■ QUOTED PASSAGE:
━━━━━━━━━━━━━━━━━━━━

Cancer cells have a bias toward survival, often becoming heavily reliant on certain protein pathways to sustain themselves. Scientists are finding ways to turn that survival instinct into a liability — by making the cells even more dependent on those pathways, then choking the pathways off.
It’s an approach that has now yielded a promising combination drug therapy for T-cell prolymphocytic leukemia (T-PLL), a rare, aggressive hematologic cancer. In a recent study in the journal Blood, Dana-Farber researchers analyzed blood samples from two dozen patients with T-PLL and found that pairing the targeted drugs ruxolitinib and venetoclax caused T-PLL cells to die in the laboratory. When they tested the combination in two patients with advanced T-PLL, the results were encouraging: one patient experienced a deep remission, and the other, whose cancer was rapidly worsening, saw the advance of the disease come to halt.

━━━━━━━━━━━━━━━━━━━━

■ DATA EXTRACTS:

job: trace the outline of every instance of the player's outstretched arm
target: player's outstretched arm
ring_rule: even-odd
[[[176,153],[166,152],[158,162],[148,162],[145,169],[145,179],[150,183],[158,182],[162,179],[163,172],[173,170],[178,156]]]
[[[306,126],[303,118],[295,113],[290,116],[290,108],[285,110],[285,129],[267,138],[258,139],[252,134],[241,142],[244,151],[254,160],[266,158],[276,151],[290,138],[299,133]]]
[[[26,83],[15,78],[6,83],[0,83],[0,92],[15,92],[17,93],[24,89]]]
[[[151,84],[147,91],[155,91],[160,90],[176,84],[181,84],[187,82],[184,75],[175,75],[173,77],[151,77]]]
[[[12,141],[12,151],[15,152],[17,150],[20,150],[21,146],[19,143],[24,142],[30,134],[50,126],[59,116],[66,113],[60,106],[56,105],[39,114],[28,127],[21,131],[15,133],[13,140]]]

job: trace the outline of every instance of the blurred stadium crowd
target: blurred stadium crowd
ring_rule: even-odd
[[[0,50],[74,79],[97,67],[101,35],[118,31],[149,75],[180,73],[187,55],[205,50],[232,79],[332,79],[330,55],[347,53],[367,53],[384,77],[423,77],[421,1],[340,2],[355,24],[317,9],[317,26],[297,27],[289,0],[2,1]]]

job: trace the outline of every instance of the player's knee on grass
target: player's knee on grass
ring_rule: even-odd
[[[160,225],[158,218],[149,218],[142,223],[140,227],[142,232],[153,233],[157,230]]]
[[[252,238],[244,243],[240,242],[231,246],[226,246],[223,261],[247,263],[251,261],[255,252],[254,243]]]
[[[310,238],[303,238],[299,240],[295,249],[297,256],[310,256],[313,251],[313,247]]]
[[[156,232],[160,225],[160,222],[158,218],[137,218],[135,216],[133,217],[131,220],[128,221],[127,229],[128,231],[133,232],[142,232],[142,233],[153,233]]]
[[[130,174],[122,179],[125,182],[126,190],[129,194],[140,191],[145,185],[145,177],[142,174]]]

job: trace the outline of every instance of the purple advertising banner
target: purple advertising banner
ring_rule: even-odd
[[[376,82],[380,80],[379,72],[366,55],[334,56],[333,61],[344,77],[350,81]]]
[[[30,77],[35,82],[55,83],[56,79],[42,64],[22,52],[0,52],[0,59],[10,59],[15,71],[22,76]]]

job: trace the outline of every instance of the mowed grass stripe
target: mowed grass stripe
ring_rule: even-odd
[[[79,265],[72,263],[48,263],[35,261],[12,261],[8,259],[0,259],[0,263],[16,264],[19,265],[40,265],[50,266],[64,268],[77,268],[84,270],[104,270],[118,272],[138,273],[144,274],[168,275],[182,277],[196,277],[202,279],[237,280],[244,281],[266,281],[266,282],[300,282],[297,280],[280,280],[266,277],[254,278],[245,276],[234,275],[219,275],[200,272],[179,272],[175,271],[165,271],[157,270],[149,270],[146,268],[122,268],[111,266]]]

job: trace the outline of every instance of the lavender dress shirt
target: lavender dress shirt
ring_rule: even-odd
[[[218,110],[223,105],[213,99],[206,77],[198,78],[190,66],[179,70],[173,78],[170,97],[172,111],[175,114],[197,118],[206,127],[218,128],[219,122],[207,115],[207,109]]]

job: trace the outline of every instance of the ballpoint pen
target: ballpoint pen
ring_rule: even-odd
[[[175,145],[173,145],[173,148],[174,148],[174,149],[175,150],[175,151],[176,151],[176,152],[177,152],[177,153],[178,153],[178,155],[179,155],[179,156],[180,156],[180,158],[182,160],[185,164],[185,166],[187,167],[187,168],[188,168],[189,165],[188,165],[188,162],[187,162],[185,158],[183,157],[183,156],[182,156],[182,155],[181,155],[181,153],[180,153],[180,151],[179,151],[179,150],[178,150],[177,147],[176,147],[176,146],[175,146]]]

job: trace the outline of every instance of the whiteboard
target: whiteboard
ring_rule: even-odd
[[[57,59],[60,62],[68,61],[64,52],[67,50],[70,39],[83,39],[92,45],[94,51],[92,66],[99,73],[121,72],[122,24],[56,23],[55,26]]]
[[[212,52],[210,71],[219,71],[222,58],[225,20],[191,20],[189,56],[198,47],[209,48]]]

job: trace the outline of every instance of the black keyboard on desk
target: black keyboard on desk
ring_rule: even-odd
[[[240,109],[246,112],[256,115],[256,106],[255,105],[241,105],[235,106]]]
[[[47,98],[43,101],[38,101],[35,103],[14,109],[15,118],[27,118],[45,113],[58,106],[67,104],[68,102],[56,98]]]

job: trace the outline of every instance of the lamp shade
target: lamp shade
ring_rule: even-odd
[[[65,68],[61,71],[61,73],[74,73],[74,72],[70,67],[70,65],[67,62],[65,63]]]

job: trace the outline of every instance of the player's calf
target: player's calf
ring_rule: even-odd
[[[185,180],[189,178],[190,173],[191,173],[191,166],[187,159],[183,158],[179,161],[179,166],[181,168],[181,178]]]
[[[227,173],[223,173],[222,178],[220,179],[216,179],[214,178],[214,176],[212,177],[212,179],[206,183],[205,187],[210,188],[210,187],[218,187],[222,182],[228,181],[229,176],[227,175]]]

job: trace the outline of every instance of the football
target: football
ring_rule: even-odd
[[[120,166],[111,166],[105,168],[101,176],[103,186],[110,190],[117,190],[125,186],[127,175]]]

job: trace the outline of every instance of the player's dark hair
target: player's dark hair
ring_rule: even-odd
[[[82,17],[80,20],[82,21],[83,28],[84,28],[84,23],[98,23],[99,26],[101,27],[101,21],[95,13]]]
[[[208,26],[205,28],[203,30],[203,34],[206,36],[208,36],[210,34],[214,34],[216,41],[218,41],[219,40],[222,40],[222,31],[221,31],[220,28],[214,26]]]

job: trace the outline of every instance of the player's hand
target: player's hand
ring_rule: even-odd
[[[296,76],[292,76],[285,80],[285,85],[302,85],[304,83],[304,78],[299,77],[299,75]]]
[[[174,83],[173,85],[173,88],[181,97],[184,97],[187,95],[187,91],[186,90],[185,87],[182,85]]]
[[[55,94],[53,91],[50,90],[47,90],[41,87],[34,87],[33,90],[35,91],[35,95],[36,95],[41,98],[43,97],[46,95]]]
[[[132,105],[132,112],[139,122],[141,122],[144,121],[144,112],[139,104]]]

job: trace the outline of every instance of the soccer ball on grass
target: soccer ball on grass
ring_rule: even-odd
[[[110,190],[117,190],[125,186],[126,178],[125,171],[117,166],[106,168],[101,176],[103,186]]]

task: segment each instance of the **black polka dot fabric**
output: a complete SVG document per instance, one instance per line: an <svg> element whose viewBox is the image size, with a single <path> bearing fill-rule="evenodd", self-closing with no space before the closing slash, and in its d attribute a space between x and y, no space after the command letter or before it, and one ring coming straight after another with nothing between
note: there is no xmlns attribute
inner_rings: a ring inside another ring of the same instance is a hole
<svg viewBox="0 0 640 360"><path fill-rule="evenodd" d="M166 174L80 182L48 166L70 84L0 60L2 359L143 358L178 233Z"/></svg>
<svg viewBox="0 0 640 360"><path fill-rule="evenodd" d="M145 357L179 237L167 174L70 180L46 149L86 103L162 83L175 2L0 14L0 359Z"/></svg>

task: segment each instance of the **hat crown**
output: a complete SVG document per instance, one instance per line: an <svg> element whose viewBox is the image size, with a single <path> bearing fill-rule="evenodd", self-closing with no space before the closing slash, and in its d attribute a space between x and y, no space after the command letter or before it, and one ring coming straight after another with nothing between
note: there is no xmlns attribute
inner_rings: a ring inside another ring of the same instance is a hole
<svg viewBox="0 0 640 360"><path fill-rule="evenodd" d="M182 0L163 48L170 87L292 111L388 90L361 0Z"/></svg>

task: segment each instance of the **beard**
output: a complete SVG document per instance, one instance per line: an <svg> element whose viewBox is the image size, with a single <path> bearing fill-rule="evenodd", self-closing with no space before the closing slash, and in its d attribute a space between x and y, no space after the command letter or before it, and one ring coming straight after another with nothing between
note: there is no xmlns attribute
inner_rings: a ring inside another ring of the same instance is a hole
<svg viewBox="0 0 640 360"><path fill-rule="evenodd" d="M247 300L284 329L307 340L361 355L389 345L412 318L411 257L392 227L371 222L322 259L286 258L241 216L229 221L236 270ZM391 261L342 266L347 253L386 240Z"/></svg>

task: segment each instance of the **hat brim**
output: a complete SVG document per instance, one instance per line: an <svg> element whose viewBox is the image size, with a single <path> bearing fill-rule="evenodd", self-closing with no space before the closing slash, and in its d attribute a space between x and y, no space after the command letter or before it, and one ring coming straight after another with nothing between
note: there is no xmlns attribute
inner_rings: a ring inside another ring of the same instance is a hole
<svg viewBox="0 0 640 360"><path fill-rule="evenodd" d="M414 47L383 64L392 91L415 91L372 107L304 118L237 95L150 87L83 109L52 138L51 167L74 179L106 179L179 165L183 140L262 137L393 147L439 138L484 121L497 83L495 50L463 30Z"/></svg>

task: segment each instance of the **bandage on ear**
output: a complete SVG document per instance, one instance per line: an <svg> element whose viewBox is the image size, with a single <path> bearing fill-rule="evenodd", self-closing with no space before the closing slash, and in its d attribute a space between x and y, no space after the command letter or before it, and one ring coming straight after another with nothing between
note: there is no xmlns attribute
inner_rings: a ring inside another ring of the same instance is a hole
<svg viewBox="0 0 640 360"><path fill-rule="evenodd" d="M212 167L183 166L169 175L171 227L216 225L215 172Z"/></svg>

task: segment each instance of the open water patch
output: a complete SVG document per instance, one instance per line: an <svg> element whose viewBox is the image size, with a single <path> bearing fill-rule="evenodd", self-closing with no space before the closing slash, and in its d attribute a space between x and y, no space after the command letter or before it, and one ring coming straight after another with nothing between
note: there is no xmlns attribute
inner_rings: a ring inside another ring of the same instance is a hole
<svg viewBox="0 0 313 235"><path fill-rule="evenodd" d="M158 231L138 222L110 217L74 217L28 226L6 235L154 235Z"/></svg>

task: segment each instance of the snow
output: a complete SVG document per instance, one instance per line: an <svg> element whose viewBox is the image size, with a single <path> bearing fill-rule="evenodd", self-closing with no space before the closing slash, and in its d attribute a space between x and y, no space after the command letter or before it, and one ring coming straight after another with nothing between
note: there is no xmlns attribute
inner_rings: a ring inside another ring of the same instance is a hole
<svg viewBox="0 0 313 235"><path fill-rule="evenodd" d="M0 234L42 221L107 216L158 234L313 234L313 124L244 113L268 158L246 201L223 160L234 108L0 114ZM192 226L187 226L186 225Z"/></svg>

━━━━━━━━━━━━━━━━━━━━

■ EXERCISE DESCRIPTION:
According to the passage on T-cell prolymphocytic leukemia, which two targeted drugs did the researchers pair? You can leave the material aside here.

■ RESULT OF THE TASK:
Ruxolitinib and venetoclax.